▶

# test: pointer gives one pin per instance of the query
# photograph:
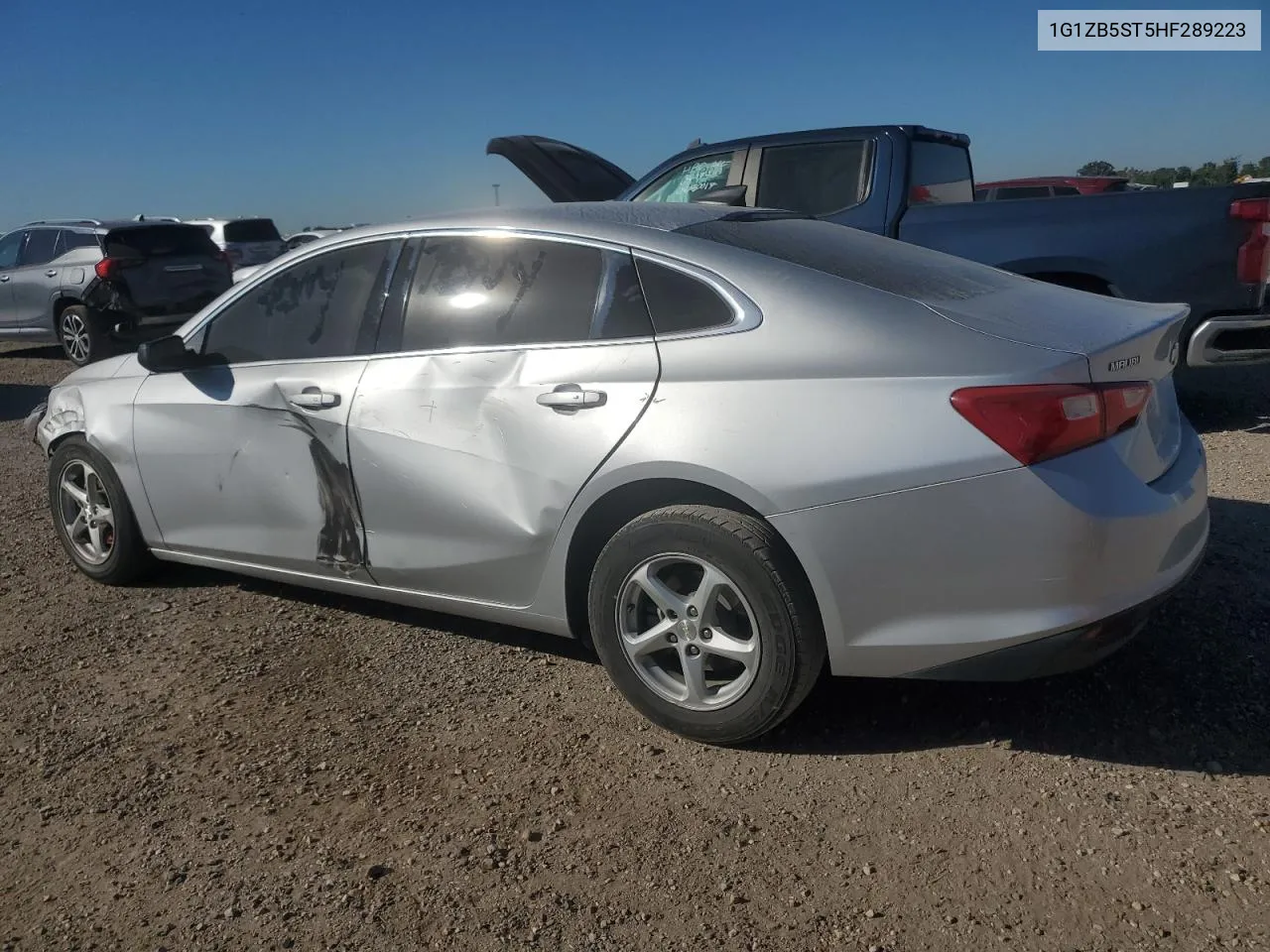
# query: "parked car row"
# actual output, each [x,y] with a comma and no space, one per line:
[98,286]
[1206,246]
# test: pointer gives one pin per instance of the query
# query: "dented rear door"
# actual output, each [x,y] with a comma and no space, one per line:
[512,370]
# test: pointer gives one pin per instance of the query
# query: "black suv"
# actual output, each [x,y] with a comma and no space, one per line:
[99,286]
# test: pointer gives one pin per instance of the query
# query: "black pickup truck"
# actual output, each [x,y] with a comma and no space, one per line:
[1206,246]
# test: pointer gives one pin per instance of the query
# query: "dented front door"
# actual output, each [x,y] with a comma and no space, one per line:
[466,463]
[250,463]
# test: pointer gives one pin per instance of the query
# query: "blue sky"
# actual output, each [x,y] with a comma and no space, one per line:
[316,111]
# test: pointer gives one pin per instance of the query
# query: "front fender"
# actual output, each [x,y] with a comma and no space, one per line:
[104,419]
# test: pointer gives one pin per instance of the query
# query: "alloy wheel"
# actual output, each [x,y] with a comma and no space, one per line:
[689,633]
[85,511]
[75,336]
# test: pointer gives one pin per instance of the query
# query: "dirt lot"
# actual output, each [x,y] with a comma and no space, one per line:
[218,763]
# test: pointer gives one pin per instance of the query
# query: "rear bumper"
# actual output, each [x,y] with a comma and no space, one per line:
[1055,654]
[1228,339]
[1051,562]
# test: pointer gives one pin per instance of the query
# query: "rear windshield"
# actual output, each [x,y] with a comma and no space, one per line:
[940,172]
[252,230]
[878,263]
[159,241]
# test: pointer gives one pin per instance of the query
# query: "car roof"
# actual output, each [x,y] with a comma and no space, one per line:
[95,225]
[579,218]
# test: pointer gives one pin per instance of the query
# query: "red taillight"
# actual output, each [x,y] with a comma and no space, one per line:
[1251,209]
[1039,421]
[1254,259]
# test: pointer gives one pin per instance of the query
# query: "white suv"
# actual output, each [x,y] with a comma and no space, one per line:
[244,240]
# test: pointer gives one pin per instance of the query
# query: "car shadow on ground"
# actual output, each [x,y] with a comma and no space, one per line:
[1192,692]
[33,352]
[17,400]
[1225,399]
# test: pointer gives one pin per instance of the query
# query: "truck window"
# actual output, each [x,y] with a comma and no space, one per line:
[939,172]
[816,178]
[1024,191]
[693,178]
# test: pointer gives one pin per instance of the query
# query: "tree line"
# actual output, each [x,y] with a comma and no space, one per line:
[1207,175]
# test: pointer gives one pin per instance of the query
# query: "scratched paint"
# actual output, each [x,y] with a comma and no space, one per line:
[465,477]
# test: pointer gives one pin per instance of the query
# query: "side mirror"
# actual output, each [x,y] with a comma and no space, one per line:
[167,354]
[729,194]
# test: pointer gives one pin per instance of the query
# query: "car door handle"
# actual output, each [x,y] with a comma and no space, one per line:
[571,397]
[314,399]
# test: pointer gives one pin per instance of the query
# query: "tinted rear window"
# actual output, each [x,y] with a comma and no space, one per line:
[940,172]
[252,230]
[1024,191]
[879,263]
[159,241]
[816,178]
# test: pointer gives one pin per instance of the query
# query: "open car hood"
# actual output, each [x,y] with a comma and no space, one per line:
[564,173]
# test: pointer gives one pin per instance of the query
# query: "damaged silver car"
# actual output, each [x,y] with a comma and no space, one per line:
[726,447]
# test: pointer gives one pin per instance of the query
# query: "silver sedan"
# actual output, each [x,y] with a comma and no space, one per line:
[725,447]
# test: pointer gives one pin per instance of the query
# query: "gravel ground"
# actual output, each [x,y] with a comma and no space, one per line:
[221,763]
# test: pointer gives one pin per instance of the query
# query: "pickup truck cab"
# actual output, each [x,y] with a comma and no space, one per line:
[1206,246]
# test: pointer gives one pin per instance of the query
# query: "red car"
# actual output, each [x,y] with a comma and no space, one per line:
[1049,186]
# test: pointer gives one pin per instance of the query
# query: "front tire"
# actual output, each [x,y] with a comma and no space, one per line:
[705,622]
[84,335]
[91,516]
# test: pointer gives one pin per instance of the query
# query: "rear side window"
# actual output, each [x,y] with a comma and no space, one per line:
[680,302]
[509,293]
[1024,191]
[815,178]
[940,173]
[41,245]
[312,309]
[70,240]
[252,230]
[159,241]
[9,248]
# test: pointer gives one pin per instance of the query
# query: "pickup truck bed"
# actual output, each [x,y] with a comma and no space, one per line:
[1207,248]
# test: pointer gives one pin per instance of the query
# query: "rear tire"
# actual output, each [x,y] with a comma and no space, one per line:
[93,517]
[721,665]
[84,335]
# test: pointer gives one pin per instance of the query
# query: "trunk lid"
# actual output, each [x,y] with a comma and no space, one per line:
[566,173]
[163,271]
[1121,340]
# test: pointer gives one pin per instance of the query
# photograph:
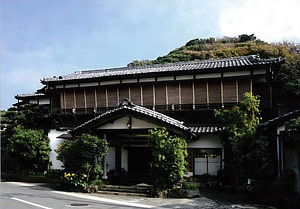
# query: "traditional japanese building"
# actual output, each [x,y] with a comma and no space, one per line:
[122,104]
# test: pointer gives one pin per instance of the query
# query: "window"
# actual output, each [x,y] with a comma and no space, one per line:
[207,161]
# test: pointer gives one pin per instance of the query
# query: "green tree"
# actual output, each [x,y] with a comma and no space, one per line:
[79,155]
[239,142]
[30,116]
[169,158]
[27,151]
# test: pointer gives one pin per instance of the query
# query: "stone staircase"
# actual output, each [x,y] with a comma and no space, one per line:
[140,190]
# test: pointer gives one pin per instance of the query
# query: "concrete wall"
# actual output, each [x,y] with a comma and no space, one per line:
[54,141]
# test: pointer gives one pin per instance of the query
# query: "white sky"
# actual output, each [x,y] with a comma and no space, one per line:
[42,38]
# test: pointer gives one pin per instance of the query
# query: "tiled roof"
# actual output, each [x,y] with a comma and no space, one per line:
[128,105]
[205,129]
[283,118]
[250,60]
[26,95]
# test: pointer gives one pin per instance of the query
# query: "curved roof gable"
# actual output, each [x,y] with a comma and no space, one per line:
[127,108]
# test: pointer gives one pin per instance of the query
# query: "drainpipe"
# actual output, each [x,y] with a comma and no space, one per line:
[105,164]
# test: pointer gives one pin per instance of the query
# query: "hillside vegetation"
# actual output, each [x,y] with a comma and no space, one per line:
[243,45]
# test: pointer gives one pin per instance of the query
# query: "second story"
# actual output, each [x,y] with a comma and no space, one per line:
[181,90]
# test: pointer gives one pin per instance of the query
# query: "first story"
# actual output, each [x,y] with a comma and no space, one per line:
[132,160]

◀

What you will do – Type the listing out again word for word, passing over each picture.

Problem solution –
# test: pointer gives one pin per instance of the query
# photograph:
# query: "parked car row"
# actual output, each [x,y] with a comma and no space, one per line:
[98,286]
[1206,246]
# test: pointer gives one pin per instance of the query
# query: "dented rear door"
# actual output, each [x,y] with a comma and no space, one per line:
[512,370]
# test: pointer gives one pin per instance of the query
# query: "black suv"
# actual output, each [x,y] with a comma and no space, one per line:
[99,286]
# test: pointer gives one pin per instance of the query
# query: "black pickup truck"
# actual output, each [x,y] with a comma and no space, one per line:
[1206,246]
# test: pointer gives one pin per instance of the query
# query: "dented front door"
# actual output, each [x,y] with a comma and no space, one per line:
[466,463]
[250,463]
# test: pointer gives one pin per instance of the query
# query: "blue sky"
# actual output, each [x,y] with a comma and no space, one per line:
[316,111]
# test: pointer gives one pin per instance of the query
# query: "front fender"
# actual output, each [x,y] with a comma and no space, one per line:
[104,419]
# test: pointer gives one pin per instance of the query
# query: "alloy wheel"
# actual output, each [x,y] with a comma and no space, one per line:
[689,633]
[85,511]
[75,336]
# test: pointer gives one pin per instance of the query
# query: "dirt lot"
# actual output, each [x,y] with a comma and no space, one per line:
[218,763]
# test: pointer gives one pin per instance of the query
# query: "rear bumper"
# actual output, each [x,y] with a comma and no space, one per line:
[1055,654]
[1228,339]
[1051,562]
# test: pointer gives one pin per instance of the query
# query: "rear windshield"
# actual output, each [x,y] with a comma and no space, one per line:
[940,172]
[252,230]
[878,263]
[159,241]
# test: pointer gives one pin per instance of the query
# query: "car roof"
# actual output, each [x,y] with a comma and no space, one per line:
[95,225]
[579,218]
# test: pointer gives one pin per instance of the query
# query: "red taillight"
# actual output, each [x,y] with a comma and no space, one per line:
[1251,209]
[1039,421]
[1254,259]
# test: pointer gives one pin per instance of the query
# query: "white suv"
# actual output, each [x,y] with a comma and no space, one per line:
[244,240]
# test: pointer gives one pin per instance of the query
# query: "car shadow on ground"
# actual output, each [x,y] with a comma and no space, one per line:
[1192,692]
[33,352]
[17,400]
[1225,399]
# test: pointer gives one pin per instance of the query
# query: "truck window"
# actual output, each [x,y] with a comma and no space, one per line:
[939,172]
[816,178]
[1024,191]
[693,178]
# test: pointer gives one pin per instance of the query
# query: "tree line"
# actual output, each [x,y] with a comma and no space, one per line:
[1207,175]
# test: pointer gives one pin per instance of the query
# query: "scratched paint"
# actual output, each [x,y] with a comma and no space, one per line:
[465,477]
# test: pointer gives one pin per instance of the query
# query: "side mirror"
# actual output, each [x,y] with a comma and no space, one per line:
[167,354]
[729,194]
# test: pointer gives one pin per instance of the query
# query: "car door handle"
# actual output, each [x,y] with a comma and no space, one per line:
[571,397]
[314,399]
# test: pointer gives one pin per instance of the query
# query: "tinted rear window"
# actual output, each [x,y] with a comma and no space, one per line:
[940,172]
[252,230]
[1024,191]
[879,263]
[159,241]
[816,178]
# test: pointer gives one pin per instance of the query
# query: "open car hood"
# actual output, each [x,y] with a comma and no space, one per line:
[564,173]
# test: pointer gives one pin per instance of the query
# query: "damaged silver car"
# actual output, each [x,y] with a comma and no space, one per line:
[726,447]
# test: pointer gives one pin per instance of the query
# query: "silver sedan"
# actual output, each [x,y] with a comma and no space, one per line:
[725,447]
# test: pointer gives one pin per instance of the query
# query: "gravel ground"
# actual output, each [x,y] with a comma and no space, one per line:
[221,763]
# test: pointer gives one pin per instance of the query
# query: "pickup truck cab"
# actual output, each [x,y] with a comma and no space, one per line:
[1206,246]
# test: pointer gives one pin per instance of the query
# query: "red car"
# actual output, each [x,y] with a comma and no space, one per line:
[1049,186]
# test: pointer gives one pin per instance of the query
# query: "front tire"
# actual output, each [x,y] with a comma and no space, one per line:
[705,622]
[84,335]
[91,516]
# test: pointer gives one pin per instance of the query
# query: "rear side window"
# actual output, each [x,y] with a comma and no space, one per line:
[680,302]
[509,293]
[1024,191]
[815,178]
[940,173]
[41,245]
[312,309]
[70,240]
[252,230]
[159,241]
[9,248]
# test: pointer gives one pin per instance of the query
# query: "pickup truck bed"
# actual output, each [x,y] with a comma and no space, one per line:
[1207,248]
# test: pointer gives one pin per instance of the query
# query: "rear tire"
# actual output, each [x,y] with a comma and no space, one per line:
[93,517]
[721,665]
[84,335]
# test: pointer gives one pin per instance of the query
# query: "trunk lid"
# actual output, each [x,y] with a comma and no space, one per line:
[566,173]
[163,271]
[1121,340]
# test: pointer gives one pin per instance of the query
# photograph:
# query: "traditional japanese building"
# actual output, each [x,y] with a comma and no space, one per line:
[122,104]
# test: pointer gives one pin per instance of the query
# query: "window"
# actual output, each [x,y] with a comma and no space, one per line:
[207,161]
# test: pointer gives one pin per instance of the query
# query: "green tree"
# actual output, each [x,y] with a comma and no space, one per line:
[79,155]
[239,142]
[30,116]
[169,158]
[27,151]
# test: pointer gives one pin per instance of the query
# query: "stone staircase"
# actual output, each [x,y] with a comma and no space, one per line:
[140,190]
# test: pointer gives one pin per instance of the query
# query: "concrete wall"
# actual output, each [x,y] with a comma and no space, one per line:
[54,141]
# test: pointer gives one pin per instance of the query
# query: "white sky"
# actual output, each [x,y] with a comma and no space, one per line:
[42,38]
# test: pointer gives one pin per instance of the query
# query: "tiled roof"
# actual output, each [x,y] with a comma and no space, one per line:
[128,105]
[205,129]
[283,118]
[250,60]
[26,95]
# test: pointer gives one pin per instance of the query
# query: "curved roof gable"
# actual output, each [x,y] with a comma and no space, one per line:
[127,108]
# test: pointer gives one pin per instance of the query
# query: "drainpipe"
# actual output, each [x,y] with a comma and no space, one per line:
[105,164]
# test: pointer gives one pin per instance of the query
# query: "hillside vegetation"
# actual output, each [x,y] with a comma and no space, one per line:
[243,45]
# test: pointer gives one pin per instance of the query
# query: "second story"
# actual output, each [x,y] with a comma and no space, one per line:
[181,90]
# test: pointer gives one pin per instance of the query
# query: "first story"
# actual output, each [x,y] with a comma and no space, one per line:
[132,160]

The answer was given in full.